WHAT THE TASK REQUIRES -
Repeat every record below exactly, leaving out the pictures.

___ TASK DATA

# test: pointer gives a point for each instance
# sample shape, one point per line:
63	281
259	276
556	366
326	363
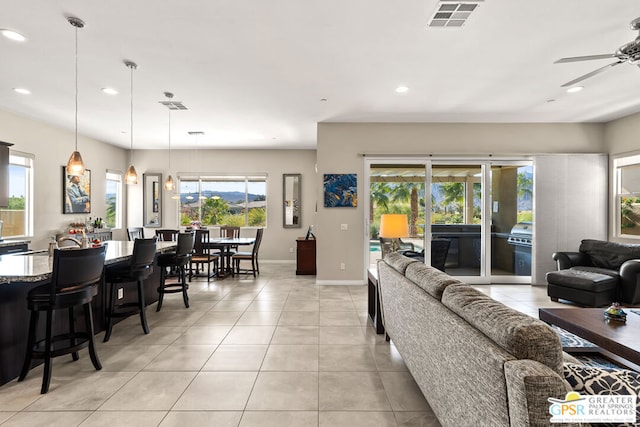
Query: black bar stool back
176	261
74	282
140	267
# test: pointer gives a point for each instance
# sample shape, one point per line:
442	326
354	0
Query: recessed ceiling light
12	35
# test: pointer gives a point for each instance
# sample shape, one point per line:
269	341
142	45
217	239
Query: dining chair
134	233
139	267
74	282
167	235
248	256
202	255
176	261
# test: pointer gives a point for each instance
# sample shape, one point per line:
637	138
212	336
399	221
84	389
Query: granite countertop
37	266
11	242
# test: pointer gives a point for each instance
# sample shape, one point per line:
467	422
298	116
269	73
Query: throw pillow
589	380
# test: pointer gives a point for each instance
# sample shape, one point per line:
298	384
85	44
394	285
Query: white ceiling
253	72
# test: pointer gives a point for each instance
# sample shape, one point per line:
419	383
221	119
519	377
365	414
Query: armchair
598	274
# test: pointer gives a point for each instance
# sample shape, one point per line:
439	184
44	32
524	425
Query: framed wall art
76	192
340	190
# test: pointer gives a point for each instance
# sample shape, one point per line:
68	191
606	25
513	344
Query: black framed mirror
152	199
292	206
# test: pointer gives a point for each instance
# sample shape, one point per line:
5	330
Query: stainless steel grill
521	237
521	234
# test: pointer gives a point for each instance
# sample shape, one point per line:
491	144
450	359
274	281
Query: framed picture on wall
76	192
340	190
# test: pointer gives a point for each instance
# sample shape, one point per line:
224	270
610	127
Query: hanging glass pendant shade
169	184
131	176
75	165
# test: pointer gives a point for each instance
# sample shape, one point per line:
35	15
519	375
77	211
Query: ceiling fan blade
585	58
591	74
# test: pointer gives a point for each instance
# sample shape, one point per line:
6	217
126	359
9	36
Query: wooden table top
620	338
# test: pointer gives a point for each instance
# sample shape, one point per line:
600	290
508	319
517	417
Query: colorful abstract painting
340	190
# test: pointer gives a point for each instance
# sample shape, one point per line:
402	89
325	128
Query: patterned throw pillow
588	380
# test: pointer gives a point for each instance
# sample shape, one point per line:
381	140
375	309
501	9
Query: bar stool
140	266
74	282
176	261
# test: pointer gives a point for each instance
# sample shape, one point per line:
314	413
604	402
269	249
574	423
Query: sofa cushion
588	380
582	280
430	279
609	255
398	261
606	271
521	335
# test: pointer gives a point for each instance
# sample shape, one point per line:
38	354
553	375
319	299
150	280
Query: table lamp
394	226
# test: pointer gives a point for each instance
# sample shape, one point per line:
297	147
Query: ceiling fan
628	52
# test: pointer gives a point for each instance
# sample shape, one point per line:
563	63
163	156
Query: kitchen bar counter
21	273
36	266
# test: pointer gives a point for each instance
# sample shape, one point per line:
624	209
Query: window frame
26	161
246	179
117	177
619	163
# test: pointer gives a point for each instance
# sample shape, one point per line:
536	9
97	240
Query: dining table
224	245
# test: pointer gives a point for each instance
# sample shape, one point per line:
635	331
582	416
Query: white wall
52	147
339	151
277	241
621	135
570	205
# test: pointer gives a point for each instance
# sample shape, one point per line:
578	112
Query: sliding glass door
483	209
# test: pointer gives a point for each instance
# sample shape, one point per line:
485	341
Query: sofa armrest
529	385
566	260
630	282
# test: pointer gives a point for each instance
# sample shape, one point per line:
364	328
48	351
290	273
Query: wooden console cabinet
306	256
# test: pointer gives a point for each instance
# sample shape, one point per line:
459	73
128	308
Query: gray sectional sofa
476	361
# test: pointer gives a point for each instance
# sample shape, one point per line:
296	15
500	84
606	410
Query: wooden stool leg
46	376
31	341
112	299
143	317
72	330
88	315
183	279
163	278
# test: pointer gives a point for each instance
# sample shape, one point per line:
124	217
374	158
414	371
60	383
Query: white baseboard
341	282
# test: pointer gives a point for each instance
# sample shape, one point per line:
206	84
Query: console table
305	256
375	315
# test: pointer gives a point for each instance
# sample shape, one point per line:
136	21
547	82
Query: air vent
453	13
174	105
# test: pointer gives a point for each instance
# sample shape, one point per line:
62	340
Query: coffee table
620	339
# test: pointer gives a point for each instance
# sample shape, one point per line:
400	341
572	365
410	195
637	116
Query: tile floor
273	351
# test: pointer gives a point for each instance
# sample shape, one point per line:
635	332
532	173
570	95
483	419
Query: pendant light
197	134
131	177
75	165
169	184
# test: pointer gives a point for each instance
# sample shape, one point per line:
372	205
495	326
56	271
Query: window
224	200
18	216
113	200
627	190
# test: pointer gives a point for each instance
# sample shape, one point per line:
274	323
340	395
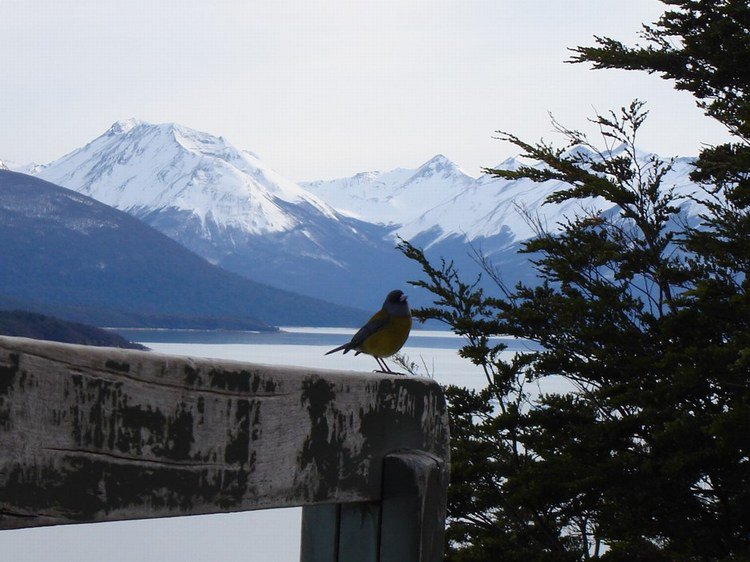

______

RESPONSE -
# test: pointer gives a point for each instance
# sample shape, one point per line:
63	281
259	276
556	366
326	363
Query: black bar stool back
176	261
74	282
140	267
# test: pointer gives a point for each instance
# sample shape, one point per line:
442	326
354	0
Query: recessed ceiling light
12	35
# test: pointer gives a point for each instance
# sample shape, one point per line:
269	341
142	45
217	239
Query: dining chair
134	233
139	267
74	282
167	235
248	256
202	255
176	261
# test: pointer gives a point for each instance
# sample shape, one point per line:
637	138
212	336
399	221
84	389
Query: granite countertop
37	266
11	242
# test: pointer gives a point for each instance
# sample shape, one point per line:
467	422
298	116
269	73
Query: throw pillow
589	380
# test: pointer gives a point for each instance
# sample shape, one point per line:
298	384
85	44
394	285
Query: white ceiling
253	72
# test: pointer gives a point for each instance
# sample shape, one point per line:
419	383
221	119
519	377
365	414
Query: armchair
598	274
# test: pointer gives a point for each instance
# sample shape, one point per line:
439	184
44	32
524	425
Query: framed wall art
76	192
340	190
# test: pointer gives a point for each instance
# sample shape, one point per line:
68	191
606	25
513	344
Query: black framed mirror
152	199
292	206
# test: pointer gives a point for each instance
# sample shape, one point per line:
5	330
Query: stainless steel grill
521	237
521	234
# test: pointer gives a point for each instance
# sample shape, one point per line:
491	144
450	359
274	281
Query: framed picture on wall
76	192
340	190
# test: pointer gives a point for each instance
# sample shape, one point per line:
224	270
610	127
Query: hanging glass pendant shade
169	184
131	176
75	165
# test: pointer gives a point for each instance
# sample shape, one point per line:
35	15
519	375
77	211
Query: ceiling fan blade
585	58
591	74
# test: pointer gives a point for each instance
# sample shape, one point per line:
6	217
126	359
9	36
Query: wooden table top
620	338
# test: pointer gives a point for each instance
# sample shape, one point per line:
600	290
508	319
517	417
Query: colorful abstract painting
340	190
# test: pointer gives a point for each instance
# sample shape, one point per line:
402	89
325	128
Query: patterned throw pillow
588	380
# test: pointer gives a point for each instance
# sample shape, one point per line:
381	140
375	309
501	9
Query: bar stool
140	266
74	282
176	261
# test: pointer gives a point for each instance
# sample shape, one point per line:
314	413
604	402
269	249
574	423
Query: sofa cushion
588	380
582	280
430	279
609	255
398	261
606	271
521	335
# test: pointer gives a point for each instance
# sample shape, one point per line:
38	354
553	375
319	299
150	280
Query: table lamp
394	226
# test: pointer gives a point for each instance
# sample shape, one point per line:
297	147
Query: ceiling fan
628	52
# test: pointer gives a point for each instance
# sample shape, one point per line:
563	63
163	156
Query: kitchen bar counter
21	273
36	266
# test: pointer gives a point for each instance
# sample shape, one point per line:
624	209
Query: window frame
26	161
246	179
117	177
619	163
# test: pointer gives a point for each instance
# sample shape, one point per line:
536	9
97	240
Query: dining table
224	245
# test: pointer gives a point for each instance
# sample shape, one point per line:
635	331
582	416
Query: white wall
52	147
339	151
277	241
621	135
570	205
# test: pointer gives a point for each instance
# sample shape, one point per line:
578	112
Query: sliding glass door
483	209
# test: pointer gives a point for each instance
# sample shape, one point per line:
485	341
Query: sofa armrest
529	385
566	260
630	282
# test: pointer gives a point for each instance
# sample shape, one point per line:
364	328
48	351
290	273
Query: wooden console cabinet
306	256
# test: pointer gives a point for each instance
# sample shape, one point per line:
459	73
128	308
Query: gray sectional sofa
476	361
# test: pointer gives a point for each instance
# sample shape, one point per line:
296	15
500	84
606	410
Query: wooden stool leg
46	376
31	341
112	299
143	317
72	330
88	315
183	279
163	278
# test: pointer gives a point for each instance
# sample shape, one point per line:
124	217
374	158
414	371
60	383
Query: white baseboard
341	282
# test: pointer gives a point for each instance
# sample shape, one point per line:
206	84
Query: console table
305	256
375	315
# test: pointer gives a point for each instance
# sample shape, one point per line:
136	21
547	82
Query: air vent
453	13
174	105
# test: pointer gives a point for each instance
# sample shape, one point per line:
62	340
Query: coffee table
620	339
# test: pointer gives a point for each instance
# sample shape, one point per line:
400	341
572	365
410	195
637	116
Query: tile floor
273	351
# test: pointer gives a point for each instance
# sample shape, one point per line:
635	332
532	173
570	95
483	419
Query: pendant light
197	134
131	177
75	165
169	184
# test: pointer gives a point for each instance
# sample shape, one point per line:
372	205
495	326
56	271
Query: window
224	200
18	216
113	200
627	190
# test: pointer gives a point for each instance
# sample shape, one point per line:
274	323
340	395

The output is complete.